:: Exercise brief ::
Would you output all the entries below without altering a word?

:: Listed records ::
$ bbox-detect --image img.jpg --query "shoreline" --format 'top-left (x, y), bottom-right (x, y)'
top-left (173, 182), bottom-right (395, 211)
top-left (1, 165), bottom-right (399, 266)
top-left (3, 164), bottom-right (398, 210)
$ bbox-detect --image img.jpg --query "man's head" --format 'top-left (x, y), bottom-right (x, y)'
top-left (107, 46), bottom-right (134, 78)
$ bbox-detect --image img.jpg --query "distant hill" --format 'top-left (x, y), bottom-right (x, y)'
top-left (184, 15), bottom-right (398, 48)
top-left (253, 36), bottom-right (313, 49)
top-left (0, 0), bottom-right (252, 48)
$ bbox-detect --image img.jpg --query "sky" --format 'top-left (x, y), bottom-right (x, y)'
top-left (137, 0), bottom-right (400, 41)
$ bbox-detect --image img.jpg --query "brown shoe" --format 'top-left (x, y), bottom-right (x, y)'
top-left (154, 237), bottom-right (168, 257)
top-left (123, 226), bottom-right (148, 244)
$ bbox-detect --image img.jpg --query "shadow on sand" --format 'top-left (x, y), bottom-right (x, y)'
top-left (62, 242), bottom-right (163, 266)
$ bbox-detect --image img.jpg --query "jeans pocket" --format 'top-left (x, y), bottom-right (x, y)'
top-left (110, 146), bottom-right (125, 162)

:: Task solution ::
$ bbox-detect --image img.jpg --query "shoreline" --format 'top-left (x, y), bottom-right (x, y)'
top-left (173, 182), bottom-right (395, 211)
top-left (1, 165), bottom-right (399, 266)
top-left (3, 164), bottom-right (398, 210)
$ bbox-detect --image img.jpg --query "man's head" --format 'top-left (x, y), bottom-right (x, y)'
top-left (107, 46), bottom-right (134, 78)
$ bbox-detect --image img.jpg --query "distant hill" --format 'top-left (x, y), bottom-right (x, y)'
top-left (184, 15), bottom-right (398, 48)
top-left (253, 36), bottom-right (313, 49)
top-left (0, 0), bottom-right (252, 48)
$ bbox-detect --image img.jpg --query "sky" --format 'top-left (x, y), bottom-right (x, y)'
top-left (137, 0), bottom-right (400, 41)
$ bbox-detect --image img.jpg --query "brown shoe" --format 'top-left (x, y), bottom-right (x, y)'
top-left (154, 237), bottom-right (168, 257)
top-left (123, 226), bottom-right (148, 244)
$ bbox-detect --image img.jpg --query "shadow on sand" --format 'top-left (x, y), bottom-right (x, y)'
top-left (62, 242), bottom-right (163, 266)
$ bbox-detect --image img.jpg --query "jeans pocket" --format 'top-left (x, y), bottom-right (x, y)'
top-left (110, 146), bottom-right (125, 162)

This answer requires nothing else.